• _Written instruction 1_
Can you transcribe the rows between the line holding "man in gray" and the line holding "[[330, 155]]", inclusive?

• _Quoted passage_
RBI Gold Loan Rules 2026: LTV and Borrower Rights

How much can you borrow against your gold?

The Reserve Bank of India (Lending Against Gold and Silver Collateral) Directions, 2025 replace the old flat 75 percent cap with a tiered Loan-to-Value (LTV) ladder that depends on how big your loan is. The bigger the loan, the lower the share of your gold's value you can borrow.

Loan amount Maximum LTV On gold worth ₹4,00,000 you can borrow up to
Up to ₹2,50,000 85 percent ₹2,12,500 (if the loan stays at or below ₹2.5 lakh)
Above ₹2,50,000 and up to ₹5,00,000 80 percent ₹3,20,000
Above ₹5,00,000 75 percent the 75 percent cap kicks in only above this band

Worked example: if your gold is valued at ₹4 lakh and you keep the loan small (at or under ₹2.5 lakh), you enjoy the 85 percent slab on that smaller ticket. But the moment you ask for more than ₹2.5 lakh against the same gold, your whole loan falls into the 80 percent band, so the maximum you can draw against ₹4 lakh of gold is ₹3.2 lakh. The LTV is not a one-time test at sign-up; the lender must keep it within the cap for the full tenure of the loan.

• _Information shown_
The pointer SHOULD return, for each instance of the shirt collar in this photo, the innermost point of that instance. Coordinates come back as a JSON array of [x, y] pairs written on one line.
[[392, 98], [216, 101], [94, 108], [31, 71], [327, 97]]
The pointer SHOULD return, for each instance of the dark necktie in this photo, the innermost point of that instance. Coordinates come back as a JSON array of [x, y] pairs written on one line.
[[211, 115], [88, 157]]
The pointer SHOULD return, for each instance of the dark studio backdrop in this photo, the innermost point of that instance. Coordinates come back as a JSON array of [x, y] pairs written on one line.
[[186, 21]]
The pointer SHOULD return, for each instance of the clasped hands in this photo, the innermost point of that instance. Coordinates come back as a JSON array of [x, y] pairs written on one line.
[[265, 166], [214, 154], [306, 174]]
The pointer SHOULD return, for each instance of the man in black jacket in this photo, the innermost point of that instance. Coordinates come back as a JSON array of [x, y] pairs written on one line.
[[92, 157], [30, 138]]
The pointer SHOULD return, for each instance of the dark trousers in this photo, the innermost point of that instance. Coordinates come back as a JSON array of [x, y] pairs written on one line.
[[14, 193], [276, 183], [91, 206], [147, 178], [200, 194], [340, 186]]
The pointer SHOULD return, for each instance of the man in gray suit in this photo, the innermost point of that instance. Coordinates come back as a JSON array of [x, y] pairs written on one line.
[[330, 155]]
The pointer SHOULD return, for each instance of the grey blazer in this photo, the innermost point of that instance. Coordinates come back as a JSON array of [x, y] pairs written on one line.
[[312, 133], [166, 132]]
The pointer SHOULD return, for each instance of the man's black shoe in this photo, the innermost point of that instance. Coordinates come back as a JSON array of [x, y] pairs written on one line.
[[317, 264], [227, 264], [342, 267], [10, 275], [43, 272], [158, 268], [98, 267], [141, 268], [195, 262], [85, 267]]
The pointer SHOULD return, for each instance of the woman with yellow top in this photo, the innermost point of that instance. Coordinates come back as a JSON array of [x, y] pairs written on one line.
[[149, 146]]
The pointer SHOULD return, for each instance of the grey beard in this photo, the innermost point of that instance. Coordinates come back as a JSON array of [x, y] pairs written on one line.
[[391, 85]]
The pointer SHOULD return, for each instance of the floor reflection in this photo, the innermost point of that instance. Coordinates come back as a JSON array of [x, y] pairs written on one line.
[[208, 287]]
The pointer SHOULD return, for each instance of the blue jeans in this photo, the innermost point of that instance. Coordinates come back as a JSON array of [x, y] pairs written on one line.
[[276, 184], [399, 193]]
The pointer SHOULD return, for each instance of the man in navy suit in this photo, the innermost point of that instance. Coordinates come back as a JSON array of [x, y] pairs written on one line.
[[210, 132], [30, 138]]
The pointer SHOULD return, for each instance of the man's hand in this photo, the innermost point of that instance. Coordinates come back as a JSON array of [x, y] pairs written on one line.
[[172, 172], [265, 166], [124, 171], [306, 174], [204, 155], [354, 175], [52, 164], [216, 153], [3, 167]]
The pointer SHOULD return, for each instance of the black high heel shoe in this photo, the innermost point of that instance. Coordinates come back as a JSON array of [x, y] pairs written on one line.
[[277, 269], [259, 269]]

• _Written instruction 2_
Could you restate, word for word, the gold loan text between "The Reserve Bank" and "you can borrow.", inclusive?

• _Written answer 1_
The pointer SHOULD return, for each instance of the man in gray suit in this photo, the innermost point of that instance. Coordinates come back as a JSON array of [x, y] pairs written on one line.
[[330, 155]]

• _Written answer 2_
The Reserve Bank of India (Lending Against Gold and Silver Collateral) Directions, 2025 replace the old flat 75 percent cap with a tiered Loan-to-Value (LTV) ladder that depends on how big your loan is. The bigger the loan, the lower the share of your gold's value you can borrow.